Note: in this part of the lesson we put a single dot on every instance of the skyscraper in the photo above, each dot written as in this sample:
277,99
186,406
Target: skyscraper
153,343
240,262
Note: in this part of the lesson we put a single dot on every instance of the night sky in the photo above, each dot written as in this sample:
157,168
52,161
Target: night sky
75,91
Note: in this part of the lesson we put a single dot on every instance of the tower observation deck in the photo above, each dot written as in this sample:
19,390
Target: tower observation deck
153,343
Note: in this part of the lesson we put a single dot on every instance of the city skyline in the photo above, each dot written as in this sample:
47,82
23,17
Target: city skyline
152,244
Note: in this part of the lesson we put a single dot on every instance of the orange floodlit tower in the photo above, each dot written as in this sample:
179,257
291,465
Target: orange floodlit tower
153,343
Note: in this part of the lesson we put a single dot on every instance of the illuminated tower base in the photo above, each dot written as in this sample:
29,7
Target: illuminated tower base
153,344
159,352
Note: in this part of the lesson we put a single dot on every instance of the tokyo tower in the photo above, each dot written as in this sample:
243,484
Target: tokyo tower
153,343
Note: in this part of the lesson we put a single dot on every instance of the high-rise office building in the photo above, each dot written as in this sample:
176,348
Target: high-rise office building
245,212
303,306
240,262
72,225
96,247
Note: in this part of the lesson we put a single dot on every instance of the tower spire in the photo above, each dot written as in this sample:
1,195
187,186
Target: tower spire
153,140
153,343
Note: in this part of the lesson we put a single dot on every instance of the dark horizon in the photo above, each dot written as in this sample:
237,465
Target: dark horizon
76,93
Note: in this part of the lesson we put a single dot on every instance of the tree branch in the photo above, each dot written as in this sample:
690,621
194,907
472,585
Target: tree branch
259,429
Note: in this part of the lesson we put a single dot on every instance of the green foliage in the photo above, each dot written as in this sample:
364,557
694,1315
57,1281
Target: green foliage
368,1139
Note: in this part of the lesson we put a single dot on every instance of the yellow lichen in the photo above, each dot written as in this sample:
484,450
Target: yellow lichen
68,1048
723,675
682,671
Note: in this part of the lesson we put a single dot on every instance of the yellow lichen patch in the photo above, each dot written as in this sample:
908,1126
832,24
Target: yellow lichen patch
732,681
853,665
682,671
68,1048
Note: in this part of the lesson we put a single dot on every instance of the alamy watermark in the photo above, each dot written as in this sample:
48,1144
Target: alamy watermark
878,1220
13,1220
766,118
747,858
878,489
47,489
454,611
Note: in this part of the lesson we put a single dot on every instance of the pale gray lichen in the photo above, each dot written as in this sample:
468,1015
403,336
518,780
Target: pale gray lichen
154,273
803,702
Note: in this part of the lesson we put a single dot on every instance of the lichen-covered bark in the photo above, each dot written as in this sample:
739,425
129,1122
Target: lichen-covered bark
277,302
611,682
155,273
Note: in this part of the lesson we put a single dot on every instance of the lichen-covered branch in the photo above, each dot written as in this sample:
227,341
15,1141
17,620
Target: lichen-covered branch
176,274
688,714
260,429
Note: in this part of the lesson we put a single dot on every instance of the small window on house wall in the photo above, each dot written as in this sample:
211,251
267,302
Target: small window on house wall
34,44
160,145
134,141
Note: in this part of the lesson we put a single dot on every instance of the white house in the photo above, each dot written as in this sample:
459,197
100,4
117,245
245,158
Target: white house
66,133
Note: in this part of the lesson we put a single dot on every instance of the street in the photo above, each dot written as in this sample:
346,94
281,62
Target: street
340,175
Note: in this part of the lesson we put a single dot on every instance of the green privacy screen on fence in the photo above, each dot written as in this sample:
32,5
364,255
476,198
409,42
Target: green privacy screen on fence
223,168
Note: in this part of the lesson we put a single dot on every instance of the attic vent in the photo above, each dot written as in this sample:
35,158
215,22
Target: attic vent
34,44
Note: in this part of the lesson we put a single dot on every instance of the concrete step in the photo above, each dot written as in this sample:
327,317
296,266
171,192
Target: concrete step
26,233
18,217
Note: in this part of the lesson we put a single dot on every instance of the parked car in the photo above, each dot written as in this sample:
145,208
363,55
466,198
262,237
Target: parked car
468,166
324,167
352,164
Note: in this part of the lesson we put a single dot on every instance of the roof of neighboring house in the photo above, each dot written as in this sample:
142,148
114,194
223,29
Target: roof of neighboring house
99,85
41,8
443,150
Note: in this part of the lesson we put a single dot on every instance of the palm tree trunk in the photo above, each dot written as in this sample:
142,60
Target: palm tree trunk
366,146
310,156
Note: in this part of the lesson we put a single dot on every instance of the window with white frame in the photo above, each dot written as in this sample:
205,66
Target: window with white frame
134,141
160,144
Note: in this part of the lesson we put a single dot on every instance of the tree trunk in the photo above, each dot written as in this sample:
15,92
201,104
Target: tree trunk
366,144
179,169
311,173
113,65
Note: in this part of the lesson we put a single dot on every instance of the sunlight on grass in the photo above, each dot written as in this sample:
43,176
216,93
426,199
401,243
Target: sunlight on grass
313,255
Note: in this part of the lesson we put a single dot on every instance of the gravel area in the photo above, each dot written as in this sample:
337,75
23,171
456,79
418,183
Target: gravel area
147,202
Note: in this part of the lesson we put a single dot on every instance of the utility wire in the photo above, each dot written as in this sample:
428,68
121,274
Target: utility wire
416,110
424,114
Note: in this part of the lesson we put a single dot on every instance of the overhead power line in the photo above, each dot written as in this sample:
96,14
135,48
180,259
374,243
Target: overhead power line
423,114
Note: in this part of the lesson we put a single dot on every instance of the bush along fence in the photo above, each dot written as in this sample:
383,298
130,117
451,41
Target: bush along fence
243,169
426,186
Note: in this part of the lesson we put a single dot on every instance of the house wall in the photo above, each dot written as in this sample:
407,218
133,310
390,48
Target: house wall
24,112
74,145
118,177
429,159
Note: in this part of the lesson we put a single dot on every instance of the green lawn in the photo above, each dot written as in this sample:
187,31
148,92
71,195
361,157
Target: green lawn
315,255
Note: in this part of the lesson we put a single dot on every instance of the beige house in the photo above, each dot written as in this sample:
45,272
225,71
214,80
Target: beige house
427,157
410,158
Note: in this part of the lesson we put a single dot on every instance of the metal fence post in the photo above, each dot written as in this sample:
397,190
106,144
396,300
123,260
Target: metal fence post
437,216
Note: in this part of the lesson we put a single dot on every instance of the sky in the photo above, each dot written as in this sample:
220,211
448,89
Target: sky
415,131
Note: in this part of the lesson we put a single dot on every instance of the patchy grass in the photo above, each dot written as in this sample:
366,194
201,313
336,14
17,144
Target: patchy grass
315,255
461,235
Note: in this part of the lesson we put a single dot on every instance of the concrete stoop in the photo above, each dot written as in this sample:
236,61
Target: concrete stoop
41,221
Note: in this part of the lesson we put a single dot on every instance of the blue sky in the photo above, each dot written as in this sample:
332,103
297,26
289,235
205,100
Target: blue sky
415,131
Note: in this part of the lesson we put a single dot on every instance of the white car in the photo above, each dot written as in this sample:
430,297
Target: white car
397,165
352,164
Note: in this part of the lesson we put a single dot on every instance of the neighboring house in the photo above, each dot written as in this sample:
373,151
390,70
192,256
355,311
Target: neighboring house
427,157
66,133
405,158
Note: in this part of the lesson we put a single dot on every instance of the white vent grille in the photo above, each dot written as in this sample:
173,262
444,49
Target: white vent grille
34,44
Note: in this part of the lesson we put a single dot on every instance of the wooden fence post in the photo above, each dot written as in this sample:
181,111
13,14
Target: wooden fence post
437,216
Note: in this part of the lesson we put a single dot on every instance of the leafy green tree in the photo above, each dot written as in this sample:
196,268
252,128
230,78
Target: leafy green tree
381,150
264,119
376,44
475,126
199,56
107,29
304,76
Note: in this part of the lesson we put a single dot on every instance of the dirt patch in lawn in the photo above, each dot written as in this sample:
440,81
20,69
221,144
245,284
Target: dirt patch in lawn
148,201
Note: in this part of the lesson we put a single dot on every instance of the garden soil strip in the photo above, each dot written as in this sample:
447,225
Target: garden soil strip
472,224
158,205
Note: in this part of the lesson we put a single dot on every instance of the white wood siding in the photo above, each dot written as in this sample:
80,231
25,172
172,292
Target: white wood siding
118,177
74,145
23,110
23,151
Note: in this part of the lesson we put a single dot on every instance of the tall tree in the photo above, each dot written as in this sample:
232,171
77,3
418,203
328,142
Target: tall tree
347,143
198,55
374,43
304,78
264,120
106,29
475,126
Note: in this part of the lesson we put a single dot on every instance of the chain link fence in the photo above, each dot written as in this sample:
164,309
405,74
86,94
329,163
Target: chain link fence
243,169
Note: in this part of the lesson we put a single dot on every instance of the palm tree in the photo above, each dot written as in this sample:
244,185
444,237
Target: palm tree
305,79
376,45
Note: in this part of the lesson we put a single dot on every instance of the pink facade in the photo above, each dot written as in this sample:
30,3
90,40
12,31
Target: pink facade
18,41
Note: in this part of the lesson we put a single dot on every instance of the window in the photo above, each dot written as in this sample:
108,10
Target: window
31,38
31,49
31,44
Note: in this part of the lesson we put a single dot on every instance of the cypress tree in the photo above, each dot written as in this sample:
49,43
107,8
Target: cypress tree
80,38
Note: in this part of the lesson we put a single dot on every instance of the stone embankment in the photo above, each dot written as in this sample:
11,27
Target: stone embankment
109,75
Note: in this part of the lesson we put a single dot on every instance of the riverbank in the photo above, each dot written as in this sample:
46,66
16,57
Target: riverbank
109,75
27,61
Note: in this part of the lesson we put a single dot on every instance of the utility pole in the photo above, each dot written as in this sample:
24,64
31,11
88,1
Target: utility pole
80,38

★ ★ ★

◆ **Work to complete**
Each line from the one containing "palm tree in" to the end of the listing above should be copied exactly, and nothing else.

◆ **Worked answer**
Note: in this part of the lesson we put a single dot on every instance of the palm tree in the photo above, each dot written as in this sample:
244,185
444,237
Target: palm tree
305,79
376,45
Note: in this part of the lesson we put a single dot on every instance of the pink facade in the photo above, each dot written as in this sample:
30,3
90,40
12,31
Target: pink facade
18,41
Note: in this part of the lesson we put a single dot on every instance of the window in the photo above, each dot written as in this sample:
108,10
Target: window
31,38
31,49
31,44
Note: in this part of the lesson we put a single dot on every instance of the cypress tree in the photo above, each dot written as in this sample:
49,43
107,8
Target: cypress tree
80,38
Note: in this part of the lesson we put a single dot on every instance of the stone embankment in the photo above, each dot written as in this sample:
11,27
Target: stone embankment
109,75
Note: in this part of the lesson we put a single dot on every instance of the riverbank in the photo above, each dot written as in this sample:
46,66
16,57
Target: riverbank
109,75
27,61
Note: in this part of the lesson we put a single dot on every instance of the utility pole in the photo above, each dot written as in this sample:
24,64
31,11
88,1
Target: utility pole
80,38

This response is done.